[Point-per-instance localization data]
•••••
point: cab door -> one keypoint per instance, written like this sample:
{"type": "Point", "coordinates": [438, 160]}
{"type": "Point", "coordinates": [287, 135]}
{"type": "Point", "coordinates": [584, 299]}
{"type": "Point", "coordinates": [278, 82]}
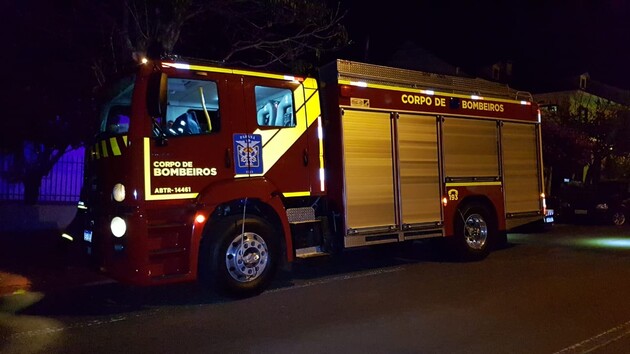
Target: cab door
{"type": "Point", "coordinates": [197, 141]}
{"type": "Point", "coordinates": [277, 133]}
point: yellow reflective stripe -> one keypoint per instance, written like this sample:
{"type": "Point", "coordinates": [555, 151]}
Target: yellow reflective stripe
{"type": "Point", "coordinates": [214, 69]}
{"type": "Point", "coordinates": [296, 194]}
{"type": "Point", "coordinates": [115, 148]}
{"type": "Point", "coordinates": [422, 91]}
{"type": "Point", "coordinates": [472, 184]}
{"type": "Point", "coordinates": [104, 147]}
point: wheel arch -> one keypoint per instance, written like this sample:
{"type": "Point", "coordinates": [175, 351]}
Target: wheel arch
{"type": "Point", "coordinates": [255, 196]}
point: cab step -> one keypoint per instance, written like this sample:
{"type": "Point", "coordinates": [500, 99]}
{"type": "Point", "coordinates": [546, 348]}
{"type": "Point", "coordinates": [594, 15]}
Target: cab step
{"type": "Point", "coordinates": [309, 252]}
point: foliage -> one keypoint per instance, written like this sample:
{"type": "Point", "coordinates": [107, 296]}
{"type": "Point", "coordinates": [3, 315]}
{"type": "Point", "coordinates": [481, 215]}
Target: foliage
{"type": "Point", "coordinates": [590, 132]}
{"type": "Point", "coordinates": [271, 34]}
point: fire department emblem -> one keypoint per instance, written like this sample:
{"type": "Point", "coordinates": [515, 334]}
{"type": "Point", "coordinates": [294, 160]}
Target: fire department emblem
{"type": "Point", "coordinates": [453, 194]}
{"type": "Point", "coordinates": [248, 153]}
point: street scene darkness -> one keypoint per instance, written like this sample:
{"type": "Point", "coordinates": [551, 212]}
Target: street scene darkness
{"type": "Point", "coordinates": [315, 177]}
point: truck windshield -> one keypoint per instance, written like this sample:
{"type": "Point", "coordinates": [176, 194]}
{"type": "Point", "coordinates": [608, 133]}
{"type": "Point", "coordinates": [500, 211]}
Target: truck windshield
{"type": "Point", "coordinates": [116, 108]}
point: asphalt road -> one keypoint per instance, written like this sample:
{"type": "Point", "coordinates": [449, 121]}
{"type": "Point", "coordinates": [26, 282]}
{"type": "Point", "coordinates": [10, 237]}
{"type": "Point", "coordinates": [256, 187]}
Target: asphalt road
{"type": "Point", "coordinates": [563, 291]}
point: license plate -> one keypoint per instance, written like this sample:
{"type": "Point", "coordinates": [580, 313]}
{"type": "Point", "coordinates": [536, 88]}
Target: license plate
{"type": "Point", "coordinates": [87, 235]}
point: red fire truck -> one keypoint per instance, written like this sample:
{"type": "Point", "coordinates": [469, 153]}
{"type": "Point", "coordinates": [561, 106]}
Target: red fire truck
{"type": "Point", "coordinates": [203, 172]}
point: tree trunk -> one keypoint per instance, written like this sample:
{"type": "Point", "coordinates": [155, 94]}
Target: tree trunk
{"type": "Point", "coordinates": [32, 183]}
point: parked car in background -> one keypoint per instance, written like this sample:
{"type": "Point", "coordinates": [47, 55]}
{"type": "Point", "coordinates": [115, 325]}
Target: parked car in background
{"type": "Point", "coordinates": [608, 202]}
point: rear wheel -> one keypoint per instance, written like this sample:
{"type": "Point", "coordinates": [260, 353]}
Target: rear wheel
{"type": "Point", "coordinates": [474, 232]}
{"type": "Point", "coordinates": [240, 255]}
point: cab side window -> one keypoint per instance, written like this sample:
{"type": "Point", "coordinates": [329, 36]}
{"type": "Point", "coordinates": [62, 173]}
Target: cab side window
{"type": "Point", "coordinates": [193, 107]}
{"type": "Point", "coordinates": [274, 107]}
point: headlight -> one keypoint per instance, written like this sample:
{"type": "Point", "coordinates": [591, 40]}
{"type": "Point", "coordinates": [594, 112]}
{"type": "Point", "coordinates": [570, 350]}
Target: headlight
{"type": "Point", "coordinates": [118, 192]}
{"type": "Point", "coordinates": [118, 226]}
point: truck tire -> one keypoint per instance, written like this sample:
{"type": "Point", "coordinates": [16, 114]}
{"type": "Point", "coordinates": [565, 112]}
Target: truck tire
{"type": "Point", "coordinates": [474, 233]}
{"type": "Point", "coordinates": [237, 263]}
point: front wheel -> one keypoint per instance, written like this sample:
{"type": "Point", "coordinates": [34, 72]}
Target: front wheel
{"type": "Point", "coordinates": [474, 230]}
{"type": "Point", "coordinates": [239, 256]}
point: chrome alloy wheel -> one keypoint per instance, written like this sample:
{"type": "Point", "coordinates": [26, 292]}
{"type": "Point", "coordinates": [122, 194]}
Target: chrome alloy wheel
{"type": "Point", "coordinates": [475, 231]}
{"type": "Point", "coordinates": [247, 257]}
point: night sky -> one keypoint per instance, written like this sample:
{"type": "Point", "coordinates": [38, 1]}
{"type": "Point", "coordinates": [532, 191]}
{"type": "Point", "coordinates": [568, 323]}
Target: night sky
{"type": "Point", "coordinates": [541, 38]}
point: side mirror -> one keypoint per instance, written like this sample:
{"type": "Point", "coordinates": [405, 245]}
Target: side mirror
{"type": "Point", "coordinates": [156, 95]}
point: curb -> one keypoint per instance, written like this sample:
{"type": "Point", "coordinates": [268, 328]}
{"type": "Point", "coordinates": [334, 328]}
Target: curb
{"type": "Point", "coordinates": [11, 284]}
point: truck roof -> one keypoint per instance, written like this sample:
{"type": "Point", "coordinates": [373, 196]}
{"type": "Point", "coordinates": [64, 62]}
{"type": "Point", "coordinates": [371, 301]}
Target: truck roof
{"type": "Point", "coordinates": [376, 74]}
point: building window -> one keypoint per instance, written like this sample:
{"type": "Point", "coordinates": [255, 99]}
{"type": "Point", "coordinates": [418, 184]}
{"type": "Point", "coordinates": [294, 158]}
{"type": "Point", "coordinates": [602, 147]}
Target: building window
{"type": "Point", "coordinates": [583, 82]}
{"type": "Point", "coordinates": [583, 112]}
{"type": "Point", "coordinates": [549, 108]}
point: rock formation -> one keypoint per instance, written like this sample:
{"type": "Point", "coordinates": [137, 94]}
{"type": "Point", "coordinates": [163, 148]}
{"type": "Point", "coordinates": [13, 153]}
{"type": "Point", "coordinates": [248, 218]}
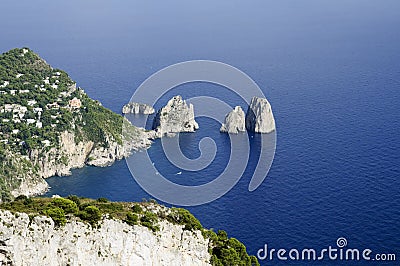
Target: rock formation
{"type": "Point", "coordinates": [137, 108]}
{"type": "Point", "coordinates": [71, 154]}
{"type": "Point", "coordinates": [234, 121]}
{"type": "Point", "coordinates": [259, 117]}
{"type": "Point", "coordinates": [176, 116]}
{"type": "Point", "coordinates": [36, 241]}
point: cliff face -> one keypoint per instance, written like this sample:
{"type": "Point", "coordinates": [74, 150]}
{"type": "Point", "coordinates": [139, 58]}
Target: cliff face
{"type": "Point", "coordinates": [70, 154]}
{"type": "Point", "coordinates": [234, 121]}
{"type": "Point", "coordinates": [176, 116]}
{"type": "Point", "coordinates": [259, 117]}
{"type": "Point", "coordinates": [39, 242]}
{"type": "Point", "coordinates": [137, 108]}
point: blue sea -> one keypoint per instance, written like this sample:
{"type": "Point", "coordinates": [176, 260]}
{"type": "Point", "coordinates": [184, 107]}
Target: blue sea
{"type": "Point", "coordinates": [330, 69]}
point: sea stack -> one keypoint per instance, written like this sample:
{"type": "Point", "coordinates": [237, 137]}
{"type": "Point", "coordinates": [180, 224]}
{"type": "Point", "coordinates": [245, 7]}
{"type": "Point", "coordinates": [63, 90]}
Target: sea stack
{"type": "Point", "coordinates": [259, 117]}
{"type": "Point", "coordinates": [137, 108]}
{"type": "Point", "coordinates": [176, 116]}
{"type": "Point", "coordinates": [234, 121]}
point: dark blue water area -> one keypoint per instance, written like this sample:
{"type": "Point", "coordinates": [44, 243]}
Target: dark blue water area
{"type": "Point", "coordinates": [329, 68]}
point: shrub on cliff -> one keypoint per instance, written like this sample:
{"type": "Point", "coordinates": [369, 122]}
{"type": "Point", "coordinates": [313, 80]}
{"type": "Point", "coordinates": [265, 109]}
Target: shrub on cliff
{"type": "Point", "coordinates": [57, 214]}
{"type": "Point", "coordinates": [67, 205]}
{"type": "Point", "coordinates": [131, 219]}
{"type": "Point", "coordinates": [229, 251]}
{"type": "Point", "coordinates": [150, 220]}
{"type": "Point", "coordinates": [184, 217]}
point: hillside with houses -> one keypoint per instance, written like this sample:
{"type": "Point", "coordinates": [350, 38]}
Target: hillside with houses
{"type": "Point", "coordinates": [48, 126]}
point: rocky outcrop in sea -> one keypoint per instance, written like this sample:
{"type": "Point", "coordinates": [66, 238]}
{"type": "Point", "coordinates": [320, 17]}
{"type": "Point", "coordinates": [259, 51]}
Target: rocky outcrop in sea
{"type": "Point", "coordinates": [234, 121]}
{"type": "Point", "coordinates": [176, 116]}
{"type": "Point", "coordinates": [137, 108]}
{"type": "Point", "coordinates": [259, 117]}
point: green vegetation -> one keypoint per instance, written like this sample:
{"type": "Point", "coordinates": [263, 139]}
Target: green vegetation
{"type": "Point", "coordinates": [223, 250]}
{"type": "Point", "coordinates": [35, 108]}
{"type": "Point", "coordinates": [184, 217]}
{"type": "Point", "coordinates": [228, 251]}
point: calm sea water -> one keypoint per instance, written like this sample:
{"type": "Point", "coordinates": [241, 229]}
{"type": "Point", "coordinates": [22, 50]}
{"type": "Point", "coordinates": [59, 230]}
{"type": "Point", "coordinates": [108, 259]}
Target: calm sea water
{"type": "Point", "coordinates": [331, 70]}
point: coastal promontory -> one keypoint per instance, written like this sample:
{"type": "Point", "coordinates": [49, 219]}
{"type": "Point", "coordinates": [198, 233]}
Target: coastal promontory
{"type": "Point", "coordinates": [49, 126]}
{"type": "Point", "coordinates": [137, 108]}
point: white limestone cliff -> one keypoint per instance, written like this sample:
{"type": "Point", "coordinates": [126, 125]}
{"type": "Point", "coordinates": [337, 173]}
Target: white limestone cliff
{"type": "Point", "coordinates": [137, 108]}
{"type": "Point", "coordinates": [259, 117]}
{"type": "Point", "coordinates": [234, 121]}
{"type": "Point", "coordinates": [71, 154]}
{"type": "Point", "coordinates": [39, 242]}
{"type": "Point", "coordinates": [176, 116]}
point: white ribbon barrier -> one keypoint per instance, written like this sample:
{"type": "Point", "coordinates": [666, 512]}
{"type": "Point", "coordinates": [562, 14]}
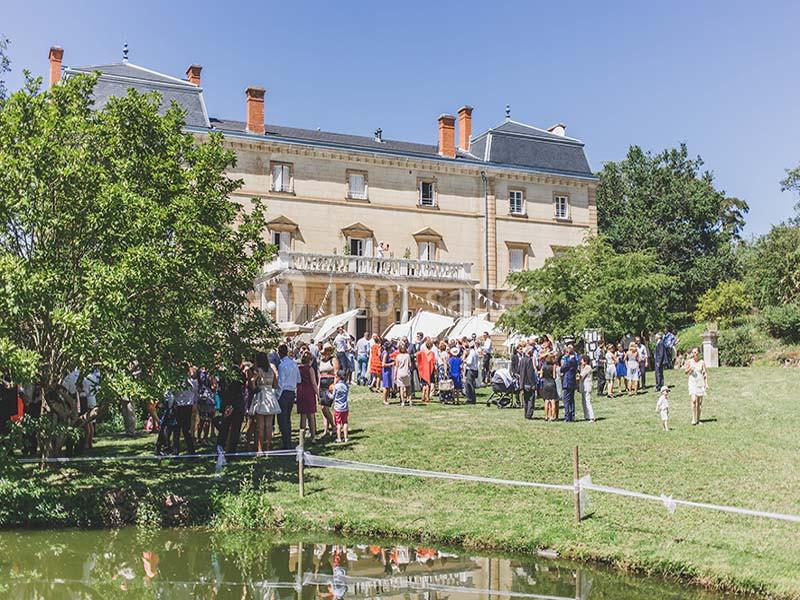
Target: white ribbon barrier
{"type": "Point", "coordinates": [671, 503]}
{"type": "Point", "coordinates": [581, 486]}
{"type": "Point", "coordinates": [335, 463]}
{"type": "Point", "coordinates": [372, 587]}
{"type": "Point", "coordinates": [135, 457]}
•••••
INSTRUCTIONS TO FOLLOW:
Proceeding from the line containing "point: parked car" through the line containing "point: rear wheel", transcribe the lines above exactly, both end lines included.

WRITTEN SOLUTION:
point: parked car in background -> one keypoint per instance, written like this sample:
{"type": "Point", "coordinates": [47, 55]}
{"type": "Point", "coordinates": [115, 325]}
Target: parked car in background
{"type": "Point", "coordinates": [608, 202]}
point: rear wheel -> one keypoint per instance, written like this sample:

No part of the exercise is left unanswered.